Exercise prompt
Transcribe exactly each line of the entries, from the opening line to the line with "positive clicks: (554, 324)", with both of those lines included.

################

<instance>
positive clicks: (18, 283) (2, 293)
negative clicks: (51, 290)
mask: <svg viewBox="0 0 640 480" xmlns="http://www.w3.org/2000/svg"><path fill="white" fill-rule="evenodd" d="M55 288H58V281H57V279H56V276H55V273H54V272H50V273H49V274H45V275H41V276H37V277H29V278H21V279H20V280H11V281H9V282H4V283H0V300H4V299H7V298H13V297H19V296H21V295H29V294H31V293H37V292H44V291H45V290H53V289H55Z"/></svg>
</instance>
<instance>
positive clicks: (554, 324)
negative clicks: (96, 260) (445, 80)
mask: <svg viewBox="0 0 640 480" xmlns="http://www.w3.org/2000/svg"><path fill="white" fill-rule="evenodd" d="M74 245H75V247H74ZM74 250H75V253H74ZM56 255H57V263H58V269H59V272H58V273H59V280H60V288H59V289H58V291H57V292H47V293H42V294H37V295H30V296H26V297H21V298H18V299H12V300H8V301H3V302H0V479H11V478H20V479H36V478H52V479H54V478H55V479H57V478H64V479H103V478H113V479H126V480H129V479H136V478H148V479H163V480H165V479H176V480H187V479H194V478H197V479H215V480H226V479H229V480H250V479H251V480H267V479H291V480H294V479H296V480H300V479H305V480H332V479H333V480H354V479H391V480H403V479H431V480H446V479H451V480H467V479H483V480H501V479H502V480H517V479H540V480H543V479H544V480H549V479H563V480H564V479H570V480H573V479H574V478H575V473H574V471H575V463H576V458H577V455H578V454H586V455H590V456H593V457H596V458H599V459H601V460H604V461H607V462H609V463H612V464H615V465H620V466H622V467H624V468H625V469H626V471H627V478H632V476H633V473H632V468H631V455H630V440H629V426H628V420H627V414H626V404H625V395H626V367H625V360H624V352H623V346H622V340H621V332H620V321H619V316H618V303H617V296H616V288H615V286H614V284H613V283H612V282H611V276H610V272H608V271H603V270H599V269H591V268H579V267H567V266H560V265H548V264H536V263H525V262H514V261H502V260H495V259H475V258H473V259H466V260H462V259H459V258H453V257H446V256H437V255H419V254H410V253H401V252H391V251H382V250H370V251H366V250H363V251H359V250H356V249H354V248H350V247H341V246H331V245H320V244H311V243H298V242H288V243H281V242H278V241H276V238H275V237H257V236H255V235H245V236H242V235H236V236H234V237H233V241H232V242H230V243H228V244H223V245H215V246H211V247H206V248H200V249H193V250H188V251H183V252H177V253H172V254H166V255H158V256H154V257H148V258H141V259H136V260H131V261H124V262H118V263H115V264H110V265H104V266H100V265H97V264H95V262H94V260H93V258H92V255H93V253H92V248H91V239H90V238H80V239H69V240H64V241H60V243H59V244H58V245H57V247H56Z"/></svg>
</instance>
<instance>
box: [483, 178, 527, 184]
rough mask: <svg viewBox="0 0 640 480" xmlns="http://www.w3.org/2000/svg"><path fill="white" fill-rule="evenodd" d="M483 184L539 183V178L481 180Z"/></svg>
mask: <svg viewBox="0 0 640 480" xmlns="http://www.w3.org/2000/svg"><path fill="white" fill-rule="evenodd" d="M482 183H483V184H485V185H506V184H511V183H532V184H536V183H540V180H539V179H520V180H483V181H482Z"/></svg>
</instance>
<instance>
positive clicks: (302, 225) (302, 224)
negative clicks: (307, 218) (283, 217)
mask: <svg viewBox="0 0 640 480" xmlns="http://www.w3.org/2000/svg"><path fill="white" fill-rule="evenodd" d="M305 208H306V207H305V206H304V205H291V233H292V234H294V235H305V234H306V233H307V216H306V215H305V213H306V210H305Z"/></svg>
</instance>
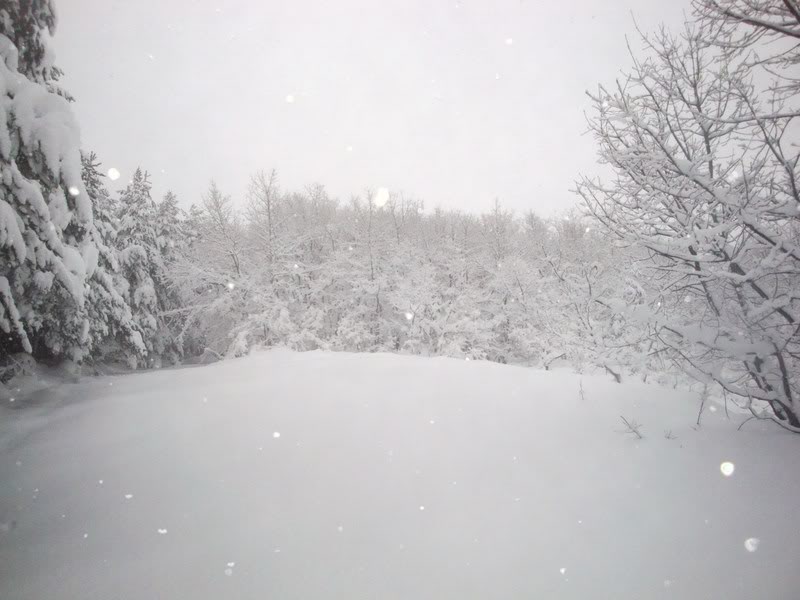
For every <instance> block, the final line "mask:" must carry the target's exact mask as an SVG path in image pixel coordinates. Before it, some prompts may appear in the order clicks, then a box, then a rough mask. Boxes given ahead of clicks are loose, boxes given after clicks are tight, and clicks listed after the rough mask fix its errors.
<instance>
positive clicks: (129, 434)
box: [0, 351, 800, 600]
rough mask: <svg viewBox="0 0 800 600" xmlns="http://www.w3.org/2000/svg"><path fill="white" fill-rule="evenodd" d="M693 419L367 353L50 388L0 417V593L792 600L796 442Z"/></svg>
mask: <svg viewBox="0 0 800 600" xmlns="http://www.w3.org/2000/svg"><path fill="white" fill-rule="evenodd" d="M581 381H582V385H583V397H581V393H580V389H579V387H580V384H581ZM697 409H698V399H697V397H696V396H692V395H689V394H682V393H678V392H674V391H671V390H664V389H661V388H658V387H655V386H646V385H640V384H625V385H617V384H614V383H612V382H610V381H607V380H605V379H603V378H599V377H589V376H584V377H582V378H581V377H580V376H578V375H574V374H570V373H566V372H555V373H554V372H539V371H535V370H531V369H523V368H515V367H506V366H501V365H496V364H489V363H477V362H462V361H457V360H452V359H438V358H437V359H432V358H417V357H408V356H390V355H380V354H379V355H354V354H329V353H322V352H313V353H306V354H295V353H290V352H284V351H273V352H262V353H257V354H255V355H252V356H250V357H247V358H243V359H238V360H233V361H227V362H222V363H217V364H214V365H211V366H205V367H196V368H184V369H177V370H162V371H155V372H149V373H142V374H134V375H124V376H112V377H102V378H94V379H87V380H85V381H83V382H82V383H78V384H65V385H63V386H61V387H59V388H57V389H54V390H52V391H50V392H44V393H39V394H38V395H37V397H36V398H35V399H33V400H30V401H28V402H27V403H26V402H22V401H21V400H20V401H19V402H15V403H14V404H13V405H11V404H8V405H6V406H5V407H3V408H2V411H1V412H0V419H2V422H1V423H0V524H1V525H2V528H0V598H3V599H4V600H14V599H31V600H46V599H50V598H80V599H82V600H85V599H93V598H98V599H104V600H106V599H110V598H118V599H121V598H125V599H128V598H130V599H140V598H193V599H202V598H213V599H217V598H253V599H255V598H258V599H263V598H270V599H273V598H274V599H284V598H286V599H316V598H320V599H321V598H337V599H338V598H341V599H347V600H354V599H362V598H363V599H382V600H388V599H412V598H413V599H415V600H419V599H444V598H454V599H455V598H458V599H465V598H476V599H478V598H480V599H502V598H526V599H529V598H548V599H552V598H575V599H588V598H592V599H595V598H609V599H612V598H613V599H615V600H618V599H626V598H642V599H651V598H682V599H686V598H692V599H700V598H703V599H712V598H713V599H716V598H726V599H735V598H764V599H772V600H775V599H784V598H785V599H787V600H788V599H792V600H794V599H796V598H798V594H799V593H800V592H798V590H799V589H800V523H798V519H797V516H798V499H800V471H798V464H800V438H798V437H797V436H793V435H792V434H789V433H786V432H784V431H781V430H778V429H777V428H775V427H770V426H769V425H768V424H764V423H758V422H751V423H748V424H747V425H746V426H745V427H744V428H743V430H742V431H736V424H738V422H739V421H740V420H741V419H742V417H739V416H736V417H734V418H732V420H730V421H728V420H726V418H725V415H724V411H723V409H722V407H719V408H718V409H717V410H716V411H711V410H707V411H706V413H705V414H704V416H703V425H702V427H701V428H699V429H695V428H694V427H693V426H694V423H695V419H696V414H697ZM620 415H623V416H625V417H626V418H627V419H629V420H631V419H633V420H635V421H638V422H639V423H641V424H642V429H641V432H642V434H643V435H644V439H642V440H638V439H637V438H636V437H635V436H631V435H628V434H623V433H620V431H622V430H623V429H624V426H623V424H622V423H621V421H620ZM665 431H671V436H670V437H671V438H674V439H668V438H667V437H666V436H665ZM728 462H729V463H732V465H733V472H732V474H729V475H725V474H723V472H722V471H723V470H724V471H725V472H726V473H729V472H730V469H731V466H730V465H725V467H724V468H723V469H721V465H722V464H723V463H728Z"/></svg>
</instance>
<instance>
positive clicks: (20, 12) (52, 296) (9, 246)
mask: <svg viewBox="0 0 800 600" xmlns="http://www.w3.org/2000/svg"><path fill="white" fill-rule="evenodd" d="M53 27H54V17H53V13H52V7H51V5H50V3H49V2H42V1H34V2H24V3H23V2H10V3H6V5H5V6H4V7H3V8H2V9H0V265H1V266H0V329H2V331H3V332H5V333H6V334H7V335H6V337H5V339H4V343H3V345H2V348H3V352H2V353H3V354H6V353H8V352H13V351H15V350H16V349H20V350H25V351H26V352H35V353H38V354H48V355H56V356H68V357H70V358H73V359H80V358H82V357H83V356H84V354H85V349H86V345H87V334H88V325H89V323H88V316H87V313H86V307H85V296H86V282H87V279H88V278H89V277H90V276H91V275H92V273H93V270H94V267H95V259H96V256H97V248H96V246H95V244H94V241H93V239H92V236H91V234H90V231H91V228H92V206H91V201H90V199H89V197H88V195H87V193H86V189H85V187H84V185H83V182H82V180H81V156H80V151H79V147H80V135H79V129H78V125H77V123H76V121H75V118H74V116H73V114H72V111H71V109H70V107H69V104H68V102H67V100H65V99H64V98H63V97H61V96H59V95H58V94H56V93H54V92H53V91H51V89H50V88H51V86H50V85H49V84H50V83H52V82H53V81H54V79H55V76H56V75H57V71H55V70H54V68H53V67H52V62H51V61H52V55H51V53H50V52H49V50H48V49H47V43H46V40H47V37H46V36H47V31H48V30H52V29H53Z"/></svg>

################

Completed task
<instance>
positive clicks: (18, 283) (2, 293)
negative clicks: (51, 290)
mask: <svg viewBox="0 0 640 480" xmlns="http://www.w3.org/2000/svg"><path fill="white" fill-rule="evenodd" d="M55 288H58V281H57V279H56V276H55V273H54V272H50V273H49V274H45V275H41V276H37V277H29V278H21V279H20V280H11V281H9V282H4V283H0V300H4V299H7V298H13V297H19V296H21V295H29V294H31V293H37V292H44V291H45V290H53V289H55Z"/></svg>
</instance>
<instance>
positive clicks: (554, 324)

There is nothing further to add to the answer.